##### Entries supplied #####

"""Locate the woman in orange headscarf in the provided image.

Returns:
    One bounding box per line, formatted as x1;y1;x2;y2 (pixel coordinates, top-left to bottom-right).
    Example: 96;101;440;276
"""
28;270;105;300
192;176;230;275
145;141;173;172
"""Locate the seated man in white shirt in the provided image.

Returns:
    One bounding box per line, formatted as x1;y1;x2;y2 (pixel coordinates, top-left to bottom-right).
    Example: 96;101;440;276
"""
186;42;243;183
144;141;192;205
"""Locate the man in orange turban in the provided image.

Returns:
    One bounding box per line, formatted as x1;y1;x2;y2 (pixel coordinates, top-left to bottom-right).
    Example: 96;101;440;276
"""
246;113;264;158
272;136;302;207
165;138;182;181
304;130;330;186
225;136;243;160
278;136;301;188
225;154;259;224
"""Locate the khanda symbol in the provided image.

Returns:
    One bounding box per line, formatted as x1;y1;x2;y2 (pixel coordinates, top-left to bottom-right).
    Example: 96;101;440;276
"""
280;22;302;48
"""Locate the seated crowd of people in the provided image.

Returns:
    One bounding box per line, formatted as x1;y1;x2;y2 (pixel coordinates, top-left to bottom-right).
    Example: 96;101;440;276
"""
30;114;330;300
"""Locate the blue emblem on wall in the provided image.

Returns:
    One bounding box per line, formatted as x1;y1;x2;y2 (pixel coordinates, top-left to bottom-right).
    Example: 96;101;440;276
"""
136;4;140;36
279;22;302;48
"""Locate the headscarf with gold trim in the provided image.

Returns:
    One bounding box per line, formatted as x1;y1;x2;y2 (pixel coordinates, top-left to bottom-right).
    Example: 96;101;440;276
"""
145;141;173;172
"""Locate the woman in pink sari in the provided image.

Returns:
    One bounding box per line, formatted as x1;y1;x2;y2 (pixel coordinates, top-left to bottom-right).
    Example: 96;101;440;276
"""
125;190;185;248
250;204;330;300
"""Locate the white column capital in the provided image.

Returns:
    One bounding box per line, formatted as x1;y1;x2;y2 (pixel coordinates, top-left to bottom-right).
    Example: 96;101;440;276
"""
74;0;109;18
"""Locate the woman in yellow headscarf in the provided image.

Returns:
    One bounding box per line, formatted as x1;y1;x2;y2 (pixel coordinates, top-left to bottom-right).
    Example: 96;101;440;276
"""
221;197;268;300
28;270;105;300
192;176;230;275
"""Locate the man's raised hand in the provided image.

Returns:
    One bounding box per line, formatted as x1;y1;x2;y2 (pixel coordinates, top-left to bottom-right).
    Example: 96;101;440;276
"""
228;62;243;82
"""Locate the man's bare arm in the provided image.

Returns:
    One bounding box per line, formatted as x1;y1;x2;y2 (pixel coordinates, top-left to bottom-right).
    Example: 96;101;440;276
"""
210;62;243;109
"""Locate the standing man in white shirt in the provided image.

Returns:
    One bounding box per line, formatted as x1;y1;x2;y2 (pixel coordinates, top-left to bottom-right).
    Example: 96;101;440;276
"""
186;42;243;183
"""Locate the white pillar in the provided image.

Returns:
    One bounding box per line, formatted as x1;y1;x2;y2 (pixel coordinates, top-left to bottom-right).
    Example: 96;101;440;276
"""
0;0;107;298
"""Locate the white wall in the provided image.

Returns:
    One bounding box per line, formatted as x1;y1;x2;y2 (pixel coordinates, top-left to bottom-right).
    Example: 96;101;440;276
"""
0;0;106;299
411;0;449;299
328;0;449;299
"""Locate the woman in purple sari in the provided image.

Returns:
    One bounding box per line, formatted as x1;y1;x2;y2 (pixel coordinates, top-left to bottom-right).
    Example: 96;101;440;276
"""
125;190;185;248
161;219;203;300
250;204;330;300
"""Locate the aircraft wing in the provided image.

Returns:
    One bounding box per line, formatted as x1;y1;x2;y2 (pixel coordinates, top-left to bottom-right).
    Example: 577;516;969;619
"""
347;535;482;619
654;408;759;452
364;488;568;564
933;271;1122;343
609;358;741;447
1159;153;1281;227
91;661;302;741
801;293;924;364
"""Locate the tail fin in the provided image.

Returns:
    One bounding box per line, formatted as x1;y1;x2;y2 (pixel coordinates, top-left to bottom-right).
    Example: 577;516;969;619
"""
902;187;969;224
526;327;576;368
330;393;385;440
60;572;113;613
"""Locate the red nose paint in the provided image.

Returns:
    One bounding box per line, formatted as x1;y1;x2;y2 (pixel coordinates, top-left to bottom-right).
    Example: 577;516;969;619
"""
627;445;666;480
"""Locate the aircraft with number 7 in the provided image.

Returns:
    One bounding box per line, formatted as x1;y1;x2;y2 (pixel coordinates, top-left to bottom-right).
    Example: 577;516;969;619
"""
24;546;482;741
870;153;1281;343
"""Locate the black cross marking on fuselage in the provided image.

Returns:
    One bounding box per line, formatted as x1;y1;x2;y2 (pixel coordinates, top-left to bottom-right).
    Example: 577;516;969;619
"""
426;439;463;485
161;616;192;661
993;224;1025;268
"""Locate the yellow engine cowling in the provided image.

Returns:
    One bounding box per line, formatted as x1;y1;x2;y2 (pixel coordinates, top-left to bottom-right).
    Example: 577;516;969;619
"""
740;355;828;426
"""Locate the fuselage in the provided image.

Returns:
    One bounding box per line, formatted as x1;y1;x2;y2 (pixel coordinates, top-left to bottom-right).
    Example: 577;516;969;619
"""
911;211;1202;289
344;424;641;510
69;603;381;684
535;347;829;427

#####

Render every line of the rows above as a numbered list, omitting the blank lines.

1. """Locate the woman in orange headscarf in the provided image.
2. Returns:
3.     One bounding box per line, formatted as x1;y1;x2;y2 (pixel coordinates, top-left to bottom-right).
4.     Example: 96;101;440;276
5. """
6. 28;270;105;300
7. 192;176;230;275
8. 145;141;173;172
9. """Locate the seated man in white shirt in the provided image.
10. Returns:
11.     One bounding box per line, formatted as x1;y1;x2;y2 (pixel coordinates, top-left to bottom-right).
12.     Example: 96;101;440;276
13. """
14. 186;42;243;183
15. 144;141;192;205
16. """Locate the man in orange turban in the provided image.
17. Returns:
18.     One bounding box per line, formatted as x1;y1;x2;y2 (pixel coordinates, top-left to bottom-right).
19.     Example: 96;101;440;276
20. """
21. 246;113;264;158
22. 272;136;302;207
23. 165;138;182;181
24. 304;130;330;186
25. 225;136;243;160
26. 278;136;301;188
27. 225;154;259;224
28. """Locate the khanda symbol in the provided image.
29. Returns:
30.     One bounding box per line, formatted as x1;y1;x2;y2 (pixel coordinates, top-left to bottom-right).
31.     Example: 96;101;440;276
32. """
33. 280;22;302;48
34. """Locate the seated crowd of people in the provided image.
35. Returns:
36.     One bounding box per line, formatted as x1;y1;x2;y2 (pixel coordinates, top-left to bottom-right).
37.     Example: 96;101;440;276
38. """
39. 30;114;330;300
40. """Locate the blue emblem on wall in the provided image.
41. Returns:
42.     One bounding box per line, formatted as x1;y1;x2;y2 (pixel coordinates, top-left to bottom-right).
43.     Example: 96;101;440;276
44. """
45. 136;4;140;36
46. 279;22;302;48
47. """Locate the headscarf with gold trim in the provided image.
48. Returns:
49.     One bounding box per line, formatted as x1;y1;x2;y2 (pixel coordinates, top-left to bottom-right).
50.     Example: 96;101;440;276
51. """
52. 145;141;173;172
53. """Locate the woman in pink sari in the provided image.
54. Returns:
55.     One bounding box per line, formatted as x1;y1;x2;y2 (pixel coordinates, top-left to bottom-right).
56.     Example: 96;101;440;276
57. """
58. 125;190;185;248
59. 250;204;330;300
60. """Locate the white column capital in the provided image.
61. Returns:
62.     One bounding box per line, formatted as x1;y1;x2;y2 (pixel coordinates, top-left to bottom-right).
63.     Example: 96;101;440;276
64. """
65. 74;0;109;18
66. """Locate the woman in yellow headscarf in the provided image.
67. Returns:
68.     One bounding box per line, formatted as x1;y1;x2;y2 (pixel coordinates, top-left to bottom-right).
69.     Example: 96;101;440;276
70. """
71. 221;197;268;300
72. 28;270;105;300
73. 192;176;230;275
74. """Locate the man's raised hand in the provided image.
75. Returns:
76.     One bounding box per line, formatted as x1;y1;x2;y2 (pixel coordinates, top-left to bottom-right).
77.     Example: 96;101;440;276
78. """
79. 228;62;243;82
80. """Locate the man's bare arm in the provided image.
81. Returns:
82.     One bounding box per line, formatted as x1;y1;x2;y2 (pixel coordinates, top-left to bottom-right).
83.     Example: 96;101;440;276
84. """
85. 210;62;243;109
86. """Locate the standing man in white shirt in the provided image.
87. Returns:
88.     One bounding box per line, formatted as x1;y1;x2;y2 (pixel coordinates, top-left to bottom-right).
89.     Example: 96;101;440;276
90. """
91. 186;42;243;183
92. """Locate the white pillar in the provided image.
93. Returns:
94.     One bounding box per line, formatted as x1;y1;x2;y2 (pixel coordinates, top-left to bottom-right).
95.     Example: 96;101;440;276
96. """
97. 0;0;107;298
98. """Locate the white wall in the provided image.
99. Returns:
100.     One bounding box per line, formatted as x1;y1;x2;y2 (pixel coordinates, top-left to bottom-right).
101.     Example: 96;101;440;276
102. """
103. 0;0;106;299
104. 411;0;449;299
105. 328;0;449;299
106. """Locate the woman in purple sari in the provided image.
107. Returns:
108.     One bounding box per line, formatted as x1;y1;x2;y2 (pixel coordinates, top-left to bottom-right).
109.     Example: 96;101;440;276
110. """
111. 125;190;185;248
112. 161;219;203;300
113. 250;204;330;300
114. """Locate the aircraft wing in the provided image.
115. Returns:
116.     One bounding box per line, formatted as x1;y1;x2;y2 (pixel coordinates, top-left to bottom-right).
117.     Example: 577;516;969;619
118. """
119. 347;535;482;619
120. 654;408;759;452
121. 364;488;568;564
122. 933;271;1122;343
123. 609;358;741;447
124. 1159;153;1281;227
125. 91;661;302;741
126. 801;293;924;364
127. """Locate the tail fin in the provided image.
128. Returns:
129.     One bounding box per line, formatted as x1;y1;x2;y2 (pixel coordinates, top-left to bottom-right).
130.     Example: 577;516;969;619
131. """
132. 902;187;969;224
133. 526;327;576;368
134. 330;393;385;440
135. 60;572;113;613
136. """Locate the red nose paint in the provided image.
137. Returns:
138.     One bounding box per line, formatted as x1;y1;x2;y2 (pixel coordinates, top-left to bottom-right).
139.     Example: 577;516;969;619
140. """
141. 627;445;666;480
142. """Locate the aircraft with number 7 in the provided image.
143. Returns:
144.     One bounding box per line, formatted as x1;y1;x2;y2 (pixel coordinates, top-left to bottom-right).
145.     Example: 577;516;969;619
146. """
147. 24;546;482;741
148. 870;153;1281;343
149. """Locate the black cross marking on fuselage in the provided image.
150. Returns:
151.     One bounding box per line, formatted as x1;y1;x2;y2 (pixel coordinates, top-left to bottom-right).
152.     Example: 577;516;969;619
153. """
154. 426;439;463;485
155. 161;616;192;661
156. 993;224;1025;268
157. """Locate the yellow engine cowling in the provided image.
158. Returns:
159.     One bounding box per line, formatted as x1;y1;x2;y2 (pixel coordinates, top-left to bottom-right).
160.     Example: 577;516;969;619
161. """
162. 740;355;828;426
163. """Locate the fuselage in the provided image.
164. Returns:
165.     One bounding box per line, formatted as x1;y1;x2;y2 (pixel coordinates, top-left to bottom-right).
166.     Example: 577;516;969;619
167. """
168. 911;211;1202;289
169. 344;424;641;510
170. 69;603;381;684
171. 535;347;829;427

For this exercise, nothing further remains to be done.